Set task: Print the entries that appear below, exactly as written and without their pictures.

** Start Data for processing **

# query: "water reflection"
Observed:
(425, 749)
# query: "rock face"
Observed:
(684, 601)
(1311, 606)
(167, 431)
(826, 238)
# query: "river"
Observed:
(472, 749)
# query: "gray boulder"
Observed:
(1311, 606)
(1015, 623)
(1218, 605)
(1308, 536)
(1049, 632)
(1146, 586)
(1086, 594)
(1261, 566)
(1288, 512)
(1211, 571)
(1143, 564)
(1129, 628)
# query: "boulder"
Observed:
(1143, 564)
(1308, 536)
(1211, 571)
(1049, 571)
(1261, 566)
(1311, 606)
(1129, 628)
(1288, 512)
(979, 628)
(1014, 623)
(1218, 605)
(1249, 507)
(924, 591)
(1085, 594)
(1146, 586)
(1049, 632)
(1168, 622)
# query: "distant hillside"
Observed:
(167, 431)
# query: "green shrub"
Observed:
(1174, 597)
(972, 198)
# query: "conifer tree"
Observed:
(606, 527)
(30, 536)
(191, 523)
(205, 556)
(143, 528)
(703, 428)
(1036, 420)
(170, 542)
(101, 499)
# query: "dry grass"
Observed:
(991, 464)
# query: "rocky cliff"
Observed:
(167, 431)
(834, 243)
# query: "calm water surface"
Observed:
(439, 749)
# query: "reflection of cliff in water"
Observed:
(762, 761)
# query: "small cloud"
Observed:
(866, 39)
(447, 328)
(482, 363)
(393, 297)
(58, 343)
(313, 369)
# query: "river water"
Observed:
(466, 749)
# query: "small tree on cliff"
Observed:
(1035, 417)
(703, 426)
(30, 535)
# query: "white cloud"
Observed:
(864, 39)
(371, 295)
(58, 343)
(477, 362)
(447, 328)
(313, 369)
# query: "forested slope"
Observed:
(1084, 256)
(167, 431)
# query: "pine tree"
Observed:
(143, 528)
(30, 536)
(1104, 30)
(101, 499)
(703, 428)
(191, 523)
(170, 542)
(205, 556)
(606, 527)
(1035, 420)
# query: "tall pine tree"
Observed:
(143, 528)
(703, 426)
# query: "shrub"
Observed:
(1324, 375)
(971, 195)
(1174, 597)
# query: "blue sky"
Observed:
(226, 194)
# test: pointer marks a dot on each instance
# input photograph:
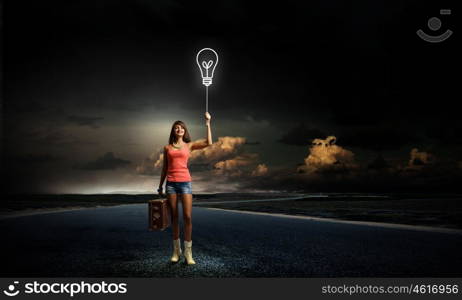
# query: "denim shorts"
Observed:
(178, 187)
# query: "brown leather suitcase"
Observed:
(159, 214)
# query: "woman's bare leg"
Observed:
(187, 209)
(172, 200)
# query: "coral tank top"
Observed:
(177, 170)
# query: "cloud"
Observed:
(260, 170)
(301, 136)
(224, 158)
(85, 121)
(325, 155)
(106, 162)
(419, 159)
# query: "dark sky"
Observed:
(91, 89)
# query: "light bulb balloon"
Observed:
(207, 60)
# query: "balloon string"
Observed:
(206, 98)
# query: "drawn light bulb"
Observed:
(207, 60)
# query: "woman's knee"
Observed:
(187, 218)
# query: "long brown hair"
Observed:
(186, 136)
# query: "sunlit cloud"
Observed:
(326, 155)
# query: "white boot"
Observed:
(176, 251)
(188, 253)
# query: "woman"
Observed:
(175, 168)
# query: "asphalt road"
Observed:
(115, 242)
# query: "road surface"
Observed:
(115, 242)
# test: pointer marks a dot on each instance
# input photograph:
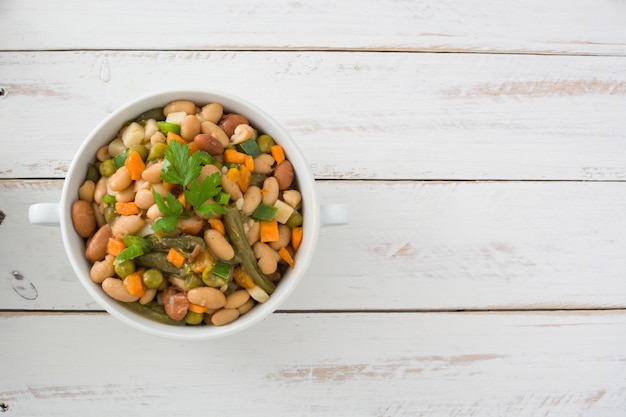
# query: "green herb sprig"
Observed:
(181, 169)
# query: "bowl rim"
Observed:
(105, 131)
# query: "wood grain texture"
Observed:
(395, 364)
(426, 116)
(410, 246)
(535, 26)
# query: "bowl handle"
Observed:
(47, 214)
(335, 214)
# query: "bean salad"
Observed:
(190, 215)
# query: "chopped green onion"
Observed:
(119, 160)
(264, 212)
(169, 127)
(250, 147)
(221, 269)
(109, 199)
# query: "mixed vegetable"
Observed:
(190, 216)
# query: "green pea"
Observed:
(125, 268)
(193, 280)
(107, 168)
(294, 220)
(157, 151)
(264, 142)
(153, 278)
(194, 318)
(110, 214)
(92, 174)
(143, 151)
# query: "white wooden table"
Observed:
(482, 146)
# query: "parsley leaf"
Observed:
(171, 209)
(182, 169)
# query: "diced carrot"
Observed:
(203, 261)
(218, 225)
(135, 165)
(233, 174)
(269, 231)
(232, 156)
(115, 246)
(249, 162)
(173, 136)
(176, 258)
(196, 308)
(286, 256)
(296, 237)
(245, 177)
(278, 153)
(134, 284)
(126, 209)
(193, 147)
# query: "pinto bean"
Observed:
(97, 246)
(209, 143)
(176, 303)
(208, 297)
(236, 299)
(120, 180)
(83, 218)
(251, 199)
(218, 245)
(270, 191)
(284, 175)
(212, 112)
(189, 127)
(127, 225)
(114, 287)
(87, 190)
(224, 316)
(103, 269)
(179, 105)
(230, 122)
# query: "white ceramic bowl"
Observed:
(104, 132)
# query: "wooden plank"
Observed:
(535, 26)
(427, 116)
(432, 364)
(420, 245)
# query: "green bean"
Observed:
(265, 142)
(184, 242)
(234, 229)
(157, 260)
(153, 311)
(153, 278)
(125, 268)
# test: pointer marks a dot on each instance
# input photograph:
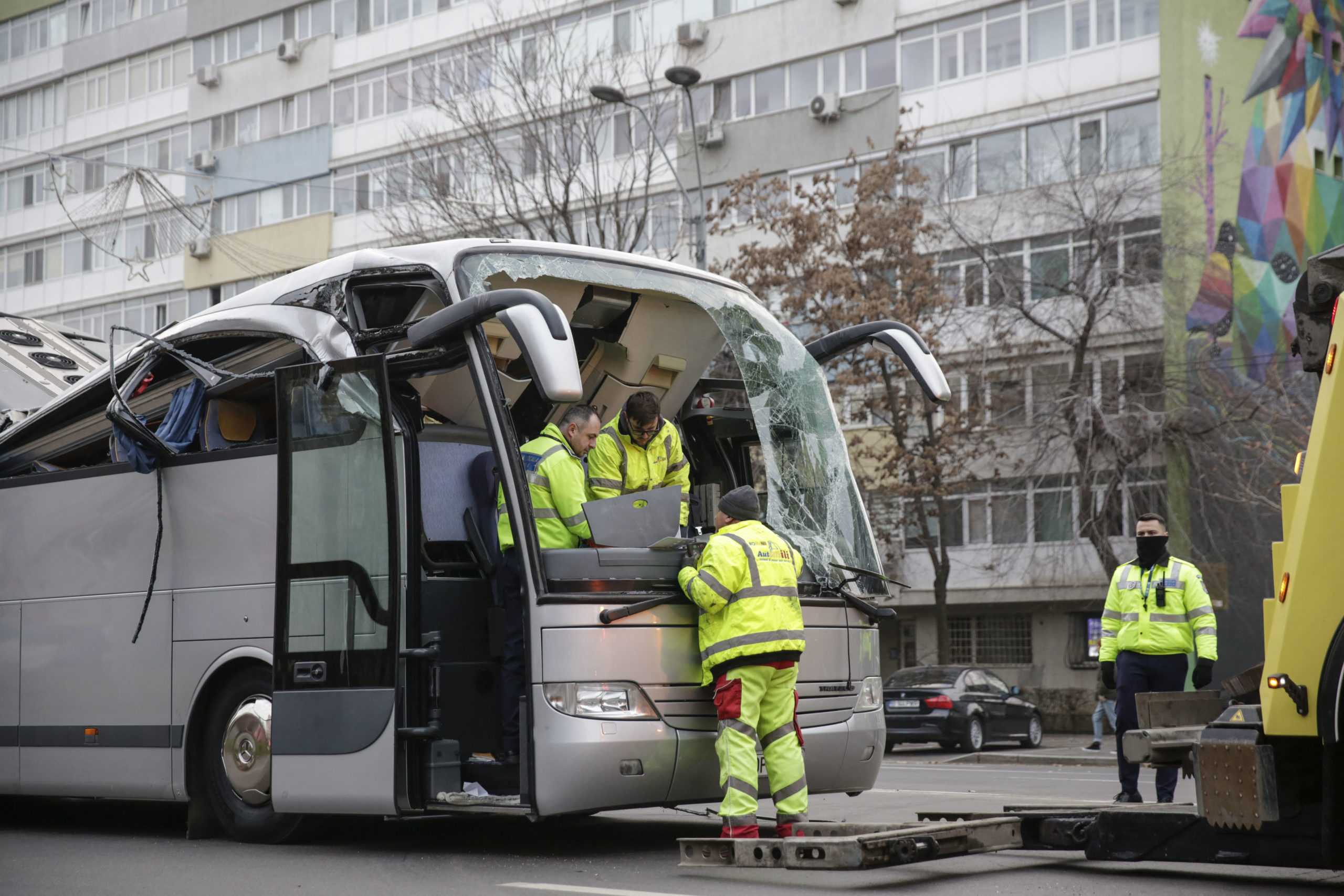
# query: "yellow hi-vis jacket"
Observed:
(620, 467)
(748, 590)
(1133, 621)
(555, 481)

** End Data for processing **

Solution:
# query: "water reflection"
Observed:
(425, 749)
# query: "rock face"
Observed:
(684, 601)
(1311, 606)
(167, 431)
(826, 238)
# query: "river"
Observed:
(472, 749)
# query: "gray boulder"
Observed:
(1311, 606)
(1015, 623)
(1218, 605)
(1308, 536)
(1049, 632)
(1146, 586)
(1086, 594)
(1261, 566)
(1288, 512)
(1211, 571)
(1143, 564)
(1129, 628)
# query: "boulder"
Observed:
(1143, 564)
(1308, 536)
(1211, 571)
(1049, 571)
(1261, 566)
(1311, 606)
(1129, 628)
(1288, 512)
(979, 628)
(1014, 623)
(1218, 605)
(1249, 507)
(924, 591)
(1085, 594)
(1146, 586)
(1049, 632)
(1168, 622)
# query: "distant hillside"
Observed:
(167, 431)
# query: "green shrub"
Observed:
(1174, 597)
(972, 198)
# query: "conifer tree"
Observed:
(606, 527)
(30, 536)
(191, 523)
(205, 556)
(143, 528)
(703, 428)
(1036, 420)
(170, 542)
(101, 499)
# query: "dry grass"
Observed:
(991, 464)
# query: "rocky cliff"
Observed:
(167, 431)
(834, 243)
# query: "calm water surface"
Observed:
(439, 749)
# query: "reflection of cliff in water"
Observed:
(762, 761)
# query: "small cloud"
Observed:
(866, 39)
(447, 328)
(482, 363)
(393, 297)
(58, 343)
(313, 369)
# query: "river water"
Observed:
(466, 749)
# query: "small tree on cliff"
Observed:
(1035, 417)
(703, 426)
(30, 535)
# query: "white cloud"
Observed:
(864, 39)
(371, 295)
(58, 343)
(477, 362)
(447, 328)
(313, 369)
# query: "forested slope"
Observed:
(1084, 256)
(167, 431)
# query: "pine tree"
Observed:
(143, 528)
(30, 536)
(1104, 30)
(101, 499)
(703, 428)
(191, 523)
(170, 542)
(205, 556)
(606, 527)
(1035, 420)
# query: "tall pine tree"
Observed:
(143, 528)
(703, 426)
# query: "shrub"
Observed:
(1324, 375)
(971, 195)
(1174, 597)
# query: "blue sky"
Observed:
(226, 194)
# test: pointer marks a dot on each instance
# input photograph:
# query: "denim shorts"
Observed:
(178, 187)
# query: "brown leather suitcase"
Observed:
(159, 214)
# query: "woman's bare leg"
Observed:
(187, 209)
(172, 200)
# query: "coral tank top"
Observed:
(177, 170)
# query: "cloud"
Observed:
(260, 170)
(301, 136)
(224, 158)
(85, 121)
(325, 155)
(106, 162)
(419, 159)
# query: "dark sky"
Observed:
(91, 89)
# query: "light bulb balloon"
Observed:
(207, 60)
# query: "balloon string"
Observed:
(206, 98)
# query: "drawn light bulb"
Observed:
(207, 60)
# query: "woman's knee"
Observed:
(187, 218)
# query: "long brown hair"
Observed:
(186, 136)
# query: "sunlit cloud"
Observed:
(326, 155)
# query: "white boot"
Observed:
(176, 251)
(188, 253)
# query: "woman"
Observed:
(175, 168)
# query: "asphalt road"
Observed:
(115, 242)
# query: "road surface"
Observed:
(115, 242)
# test: pointer marks a dot on each instance
# input photograph:
# query: "green herb sprig"
Observed:
(181, 169)
# query: "bowl rim"
Observed:
(105, 131)
# query: "wood grain texture"
Observed:
(395, 364)
(426, 116)
(410, 246)
(535, 26)
# query: "bowl handle"
Observed:
(47, 214)
(335, 214)
# query: "bean salad"
Observed:
(190, 215)
# query: "chopped green onion"
Observed:
(119, 160)
(264, 212)
(169, 127)
(250, 147)
(221, 269)
(109, 199)
# query: "mixed vegetable"
Observed:
(190, 216)
# query: "green pea"
Observed:
(125, 268)
(193, 280)
(107, 168)
(294, 220)
(157, 151)
(264, 142)
(153, 278)
(194, 318)
(110, 214)
(92, 174)
(143, 151)
# query: "white wooden table"
Observed:
(482, 146)
# query: "parsley leaf"
Observed:
(171, 209)
(182, 169)
# query: "diced carrot"
Observed:
(203, 261)
(218, 225)
(135, 165)
(233, 174)
(269, 231)
(232, 156)
(115, 246)
(249, 162)
(173, 136)
(176, 258)
(196, 308)
(286, 256)
(296, 237)
(245, 177)
(278, 153)
(134, 284)
(126, 209)
(193, 147)
# query: "pinto bean"
Observed:
(97, 246)
(209, 143)
(176, 303)
(208, 297)
(236, 299)
(120, 180)
(83, 218)
(251, 199)
(218, 245)
(270, 191)
(284, 175)
(212, 112)
(189, 127)
(127, 225)
(114, 287)
(87, 190)
(224, 316)
(103, 269)
(179, 105)
(230, 122)
# query: "white ceramic bowl"
Observed:
(104, 132)
# query: "wooden plank"
Observed:
(535, 26)
(427, 116)
(432, 364)
(420, 245)
# query: "green bean"
Observed:
(265, 142)
(184, 242)
(234, 229)
(157, 260)
(153, 311)
(153, 278)
(125, 268)
# test: pointer marks a dot on each instance
# input photograph:
# query: "yellow hi-vis jacket"
Observed:
(620, 467)
(748, 590)
(1133, 621)
(555, 481)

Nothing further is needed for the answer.